◆ Source excerpt
◇ ◇ ◇ ◇ ◇ ◇ ◇
Karl Scullin has never made the same album twice, each new chapter further enriching his unique dream-pop reality. Black Brown Green Grey White is definitely a weird trip and a captivating one that has the bold imagination of a child’s crayon drawing underpinning the detailed calamity of a Salvador Dali painting.

 

SOUNDGARDEN
Telephantasm
(A&M/Universal)

Firstly, if this is to be of any use to anyone calling themselves a Soundgarden fan, then be sure to indulge in the deluxe double CD/triple vinyl version of this strange release. Anyone unfortunate enough to be saddled with this standard 12-song artefact otherwise known as a best-of will be left scratching their head as to what all the fuss was about. Sure, this compilation is made up of mostly singles but it has very few of their “best” songs on it, with the showcased early numbers and some limp later ones not indicative of this band’s strengths – for example, where the friggin’ hell is ‘Jesus Christ Pose’?
Along with Nirvana and Pearl Jam, Soundgarden made up the holy trinity of grunge. Now, grunge was good, and it was a worthwhile musical movement that washed away the pap of the 80s and gave us our guitars back. Nirvana might have brought the melody and the feedback, but Soundgarden were responsible for taking the dirge and the riffs of Sabbath-era rock and placing them into the world’s Top 40 charts – to this day their greatest gift.
Chris Cornell has this past decade shown himself to be a singer of questionable quality, but history needs to refocus the light onto guitarist Kim Thayil. His guitar here bridges the pummelling riffs of underground rock from the 60s onwards with the convergence of modern metal’s tight, choppy punch. Kim Thayil is also the only part of Soundgarden that doesn’t sound horribly dated today!
Lastly, if you can’t make it past the horrible artwork, then there’s a much better version of it adorning the sleeve of the recent album from the band Shrinebuilder – the band Soundgarden should have become. Save your money and don’t spend it on the past unless you’re buying Badmotorfinger!

 

DEERHUNTER
Halcyon Digest
(4AD/Remote Control)

Once upon a time, Deerhunter were four guys who blissed out on the edifice of Kevin Shields’ psych-pop. They made their name on such things, turning it into albums like 2008’s Microcastle. While echoes of that once vibrant, fuzz-filled exploration still exists here, the haze has definitely lifted from this band, their dreamy-pop still the driving force of these 11 songs, only now with a drier sound comes a potentially less interesting band.
In 2010, Deerhunter are simply a folk-infused pop band that plink and plonk along, the dreary drawl of Bradford Cox quizzical at best. Sure, there’s a myriad of teeny, tiny embellishments, counter-melodies and sounds from the watery droplets that drip from ‘Helicopter’ and the rude interruption of saxophone in ‘Coronado’, but there’s little point swelling the periphery of your music when the main melodies are lacklustre at best and uninspired as is the case far too often here.
◇ ◇ ◇ ◇ ◇ ◇ ◇
◆ Written request 1
According to the music reviews, which Soundgarden member should history refocus the light onto?
The music reviews have no connection to the entries.

[Data taken from a collection]
◇ ◇ ◇ ◇ ◇ ◇ ◇
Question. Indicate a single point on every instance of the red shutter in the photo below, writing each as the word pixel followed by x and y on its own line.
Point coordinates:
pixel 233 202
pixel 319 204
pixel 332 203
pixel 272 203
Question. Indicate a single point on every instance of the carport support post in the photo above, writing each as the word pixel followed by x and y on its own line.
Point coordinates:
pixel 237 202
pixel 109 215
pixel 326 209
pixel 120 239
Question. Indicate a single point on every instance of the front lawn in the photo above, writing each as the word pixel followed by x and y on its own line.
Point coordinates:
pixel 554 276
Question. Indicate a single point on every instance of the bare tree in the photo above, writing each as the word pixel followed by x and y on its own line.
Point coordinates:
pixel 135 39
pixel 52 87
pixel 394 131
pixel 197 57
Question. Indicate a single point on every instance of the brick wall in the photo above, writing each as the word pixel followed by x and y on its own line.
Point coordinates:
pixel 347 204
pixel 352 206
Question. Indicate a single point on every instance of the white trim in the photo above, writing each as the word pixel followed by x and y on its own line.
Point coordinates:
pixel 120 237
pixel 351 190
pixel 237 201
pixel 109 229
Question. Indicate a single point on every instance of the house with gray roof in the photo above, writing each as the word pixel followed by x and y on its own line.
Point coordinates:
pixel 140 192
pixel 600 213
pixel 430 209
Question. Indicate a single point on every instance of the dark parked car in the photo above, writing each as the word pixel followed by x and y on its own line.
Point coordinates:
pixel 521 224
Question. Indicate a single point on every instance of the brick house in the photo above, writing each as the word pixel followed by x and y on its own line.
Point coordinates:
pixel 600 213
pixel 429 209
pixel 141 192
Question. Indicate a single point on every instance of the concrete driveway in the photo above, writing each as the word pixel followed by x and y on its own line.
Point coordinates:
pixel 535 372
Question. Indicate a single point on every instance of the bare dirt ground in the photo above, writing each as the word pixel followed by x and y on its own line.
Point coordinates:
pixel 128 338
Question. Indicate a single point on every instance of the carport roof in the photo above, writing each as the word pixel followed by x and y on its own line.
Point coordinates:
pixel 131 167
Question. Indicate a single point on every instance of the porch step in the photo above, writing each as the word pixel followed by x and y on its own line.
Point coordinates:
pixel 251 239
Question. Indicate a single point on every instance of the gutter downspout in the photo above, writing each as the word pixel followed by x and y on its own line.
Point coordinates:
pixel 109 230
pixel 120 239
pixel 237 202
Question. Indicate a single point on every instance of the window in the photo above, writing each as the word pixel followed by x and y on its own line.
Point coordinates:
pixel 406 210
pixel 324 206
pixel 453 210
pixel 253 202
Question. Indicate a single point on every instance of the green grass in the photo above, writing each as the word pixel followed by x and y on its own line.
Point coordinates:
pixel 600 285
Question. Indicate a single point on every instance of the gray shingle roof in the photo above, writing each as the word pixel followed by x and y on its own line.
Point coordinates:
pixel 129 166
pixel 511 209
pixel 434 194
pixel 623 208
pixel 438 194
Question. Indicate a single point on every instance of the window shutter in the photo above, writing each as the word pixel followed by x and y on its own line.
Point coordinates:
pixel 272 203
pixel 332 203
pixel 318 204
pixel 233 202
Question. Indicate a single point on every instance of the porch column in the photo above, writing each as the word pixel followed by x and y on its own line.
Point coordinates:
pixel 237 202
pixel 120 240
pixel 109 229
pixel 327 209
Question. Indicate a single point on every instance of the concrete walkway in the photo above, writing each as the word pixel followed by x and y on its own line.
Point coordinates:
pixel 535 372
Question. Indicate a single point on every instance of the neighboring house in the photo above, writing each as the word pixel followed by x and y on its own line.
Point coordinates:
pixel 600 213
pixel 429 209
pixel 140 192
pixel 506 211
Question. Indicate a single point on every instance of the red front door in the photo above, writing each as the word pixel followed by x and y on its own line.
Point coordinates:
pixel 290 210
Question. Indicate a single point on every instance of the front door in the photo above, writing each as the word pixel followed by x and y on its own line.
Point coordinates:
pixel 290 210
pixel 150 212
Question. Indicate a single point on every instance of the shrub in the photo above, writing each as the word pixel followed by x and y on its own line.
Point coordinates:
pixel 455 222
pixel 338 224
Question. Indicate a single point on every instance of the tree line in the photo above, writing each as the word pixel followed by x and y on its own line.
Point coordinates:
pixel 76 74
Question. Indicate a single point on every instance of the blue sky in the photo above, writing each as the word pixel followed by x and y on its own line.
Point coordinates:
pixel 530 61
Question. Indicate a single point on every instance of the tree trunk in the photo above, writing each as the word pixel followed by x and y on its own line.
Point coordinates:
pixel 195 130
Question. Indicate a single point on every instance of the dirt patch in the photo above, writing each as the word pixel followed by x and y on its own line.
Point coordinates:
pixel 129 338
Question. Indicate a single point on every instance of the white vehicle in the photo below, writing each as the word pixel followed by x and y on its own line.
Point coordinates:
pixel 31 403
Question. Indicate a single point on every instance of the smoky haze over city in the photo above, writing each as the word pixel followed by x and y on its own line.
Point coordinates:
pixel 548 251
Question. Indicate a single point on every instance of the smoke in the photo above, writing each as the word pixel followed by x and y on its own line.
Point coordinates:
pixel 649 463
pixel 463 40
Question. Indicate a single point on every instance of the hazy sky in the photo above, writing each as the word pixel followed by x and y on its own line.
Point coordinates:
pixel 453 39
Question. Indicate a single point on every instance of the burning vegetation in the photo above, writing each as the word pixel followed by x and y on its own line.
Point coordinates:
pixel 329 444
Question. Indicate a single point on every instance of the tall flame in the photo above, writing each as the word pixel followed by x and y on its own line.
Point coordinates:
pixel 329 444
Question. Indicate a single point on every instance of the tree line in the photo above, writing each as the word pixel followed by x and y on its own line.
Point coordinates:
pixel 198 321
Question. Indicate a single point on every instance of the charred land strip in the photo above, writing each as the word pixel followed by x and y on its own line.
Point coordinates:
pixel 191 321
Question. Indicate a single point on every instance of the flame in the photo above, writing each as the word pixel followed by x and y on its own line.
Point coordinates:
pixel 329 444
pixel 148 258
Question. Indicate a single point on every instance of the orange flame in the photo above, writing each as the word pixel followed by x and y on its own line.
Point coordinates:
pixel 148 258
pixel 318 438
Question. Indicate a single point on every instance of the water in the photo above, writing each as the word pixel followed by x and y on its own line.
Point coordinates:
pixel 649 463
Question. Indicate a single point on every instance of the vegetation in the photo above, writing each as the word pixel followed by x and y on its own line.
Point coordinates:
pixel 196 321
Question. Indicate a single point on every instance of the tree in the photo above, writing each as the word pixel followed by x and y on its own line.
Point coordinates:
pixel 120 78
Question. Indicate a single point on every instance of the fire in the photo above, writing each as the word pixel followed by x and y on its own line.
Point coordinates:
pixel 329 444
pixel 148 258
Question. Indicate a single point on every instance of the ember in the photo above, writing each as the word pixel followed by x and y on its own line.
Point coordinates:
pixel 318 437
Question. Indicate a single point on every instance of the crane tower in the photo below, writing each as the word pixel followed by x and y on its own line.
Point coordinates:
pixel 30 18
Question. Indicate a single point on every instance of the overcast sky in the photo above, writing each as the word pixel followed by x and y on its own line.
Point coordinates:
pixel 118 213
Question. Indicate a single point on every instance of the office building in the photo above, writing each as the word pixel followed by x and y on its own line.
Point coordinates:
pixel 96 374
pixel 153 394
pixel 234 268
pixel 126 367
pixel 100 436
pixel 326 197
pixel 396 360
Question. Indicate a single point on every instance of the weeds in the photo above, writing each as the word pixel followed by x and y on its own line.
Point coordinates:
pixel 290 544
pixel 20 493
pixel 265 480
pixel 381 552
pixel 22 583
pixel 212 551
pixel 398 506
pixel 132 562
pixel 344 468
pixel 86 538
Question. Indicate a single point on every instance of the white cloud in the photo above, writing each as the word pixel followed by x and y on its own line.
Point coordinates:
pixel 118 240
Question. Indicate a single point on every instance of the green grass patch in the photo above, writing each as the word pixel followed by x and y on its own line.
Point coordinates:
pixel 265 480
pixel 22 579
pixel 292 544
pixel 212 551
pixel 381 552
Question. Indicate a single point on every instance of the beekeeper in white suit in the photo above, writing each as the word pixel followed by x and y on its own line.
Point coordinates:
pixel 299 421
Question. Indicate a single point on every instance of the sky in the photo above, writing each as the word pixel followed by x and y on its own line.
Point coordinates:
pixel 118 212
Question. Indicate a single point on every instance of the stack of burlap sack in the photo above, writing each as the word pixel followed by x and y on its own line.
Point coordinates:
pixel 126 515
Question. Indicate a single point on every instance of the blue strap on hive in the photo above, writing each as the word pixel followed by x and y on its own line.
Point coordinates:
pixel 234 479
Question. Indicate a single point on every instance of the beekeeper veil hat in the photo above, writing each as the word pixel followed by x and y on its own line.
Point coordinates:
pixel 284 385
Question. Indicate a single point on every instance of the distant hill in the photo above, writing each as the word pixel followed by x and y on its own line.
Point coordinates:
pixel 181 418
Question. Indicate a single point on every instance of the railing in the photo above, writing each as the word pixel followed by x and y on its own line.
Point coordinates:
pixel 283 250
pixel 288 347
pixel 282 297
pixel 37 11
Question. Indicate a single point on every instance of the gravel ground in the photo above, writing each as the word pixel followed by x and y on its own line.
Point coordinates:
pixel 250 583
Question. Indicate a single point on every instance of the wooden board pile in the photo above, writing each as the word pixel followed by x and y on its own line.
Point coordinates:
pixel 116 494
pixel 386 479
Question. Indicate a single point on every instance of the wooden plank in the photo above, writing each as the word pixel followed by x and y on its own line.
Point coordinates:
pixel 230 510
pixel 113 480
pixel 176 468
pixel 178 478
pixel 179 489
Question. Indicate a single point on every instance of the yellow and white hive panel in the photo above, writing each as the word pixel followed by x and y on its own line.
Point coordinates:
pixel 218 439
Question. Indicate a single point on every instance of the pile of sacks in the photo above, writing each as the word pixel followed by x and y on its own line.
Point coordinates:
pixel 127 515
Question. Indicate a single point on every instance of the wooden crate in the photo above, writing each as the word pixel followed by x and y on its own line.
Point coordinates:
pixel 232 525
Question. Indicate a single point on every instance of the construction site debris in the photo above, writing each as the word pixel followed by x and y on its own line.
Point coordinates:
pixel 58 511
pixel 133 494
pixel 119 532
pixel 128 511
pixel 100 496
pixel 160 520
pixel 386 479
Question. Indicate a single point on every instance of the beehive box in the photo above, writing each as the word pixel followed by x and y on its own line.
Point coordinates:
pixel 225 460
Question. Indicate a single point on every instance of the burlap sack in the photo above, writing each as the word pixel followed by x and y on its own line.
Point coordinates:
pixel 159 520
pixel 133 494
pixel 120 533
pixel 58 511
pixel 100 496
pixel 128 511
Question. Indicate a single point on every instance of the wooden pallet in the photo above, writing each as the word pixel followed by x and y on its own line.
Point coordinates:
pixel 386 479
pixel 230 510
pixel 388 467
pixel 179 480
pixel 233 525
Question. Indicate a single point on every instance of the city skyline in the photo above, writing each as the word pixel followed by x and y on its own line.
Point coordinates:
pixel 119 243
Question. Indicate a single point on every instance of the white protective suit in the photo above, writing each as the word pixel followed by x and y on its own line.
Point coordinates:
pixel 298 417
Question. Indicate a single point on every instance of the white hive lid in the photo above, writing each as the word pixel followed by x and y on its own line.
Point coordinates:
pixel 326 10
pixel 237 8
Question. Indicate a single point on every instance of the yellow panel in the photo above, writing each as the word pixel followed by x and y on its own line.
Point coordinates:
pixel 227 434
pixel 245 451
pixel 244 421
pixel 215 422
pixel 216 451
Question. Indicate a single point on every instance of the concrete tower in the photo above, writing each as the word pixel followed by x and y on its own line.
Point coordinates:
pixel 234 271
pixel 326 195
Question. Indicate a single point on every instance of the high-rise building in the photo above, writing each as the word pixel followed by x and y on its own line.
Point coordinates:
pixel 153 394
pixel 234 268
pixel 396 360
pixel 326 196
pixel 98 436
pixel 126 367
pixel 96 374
◇ ◇ ◇ ◇ ◇ ◇ ◇
◆ Written request 2
Print the entries from the first line up to and including the line with "pixel 521 224", keeping every line unchanged.

◆ Full response 1
Guitarist Kim Thayil.

◆ Full response 2
Question. Indicate a single point on every instance of the red shutter in the photo below, writing each as the word pixel followed by x and y on its own line.
Point coordinates:
pixel 233 202
pixel 319 204
pixel 332 203
pixel 272 203
Question. Indicate a single point on every instance of the carport support post in the photo above, writing each as the word pixel followed by x and y on its own line.
Point coordinates:
pixel 237 202
pixel 109 215
pixel 326 209
pixel 120 239
Question. Indicate a single point on every instance of the front lawn in the photo above, writing each as the word pixel followed by x and y on its own line.
Point coordinates:
pixel 554 276
Question. Indicate a single point on every instance of the bare tree in the photo above, writing each as the word pixel followed by x and y on its own line.
Point coordinates:
pixel 135 39
pixel 52 87
pixel 394 131
pixel 197 57
Question. Indicate a single point on every instance of the brick wall in the photo above, writing each as the word pixel followed by x and y on its own line.
Point coordinates:
pixel 347 204
pixel 352 206
Question. Indicate a single point on every instance of the white trim in the photo above, writing each as the word pixel followed by x and y on its own line.
Point coordinates:
pixel 120 237
pixel 351 190
pixel 237 201
pixel 109 229
Question. Indicate a single point on every instance of the house with gray roof in the photo above, writing each as the word pixel followed by x and y on its own line.
Point coordinates:
pixel 140 192
pixel 600 213
pixel 430 209
Question. Indicate a single point on every instance of the dark parked car in the photo above, writing each as the word pixel followed by x and y on its own line.
Point coordinates:
pixel 521 224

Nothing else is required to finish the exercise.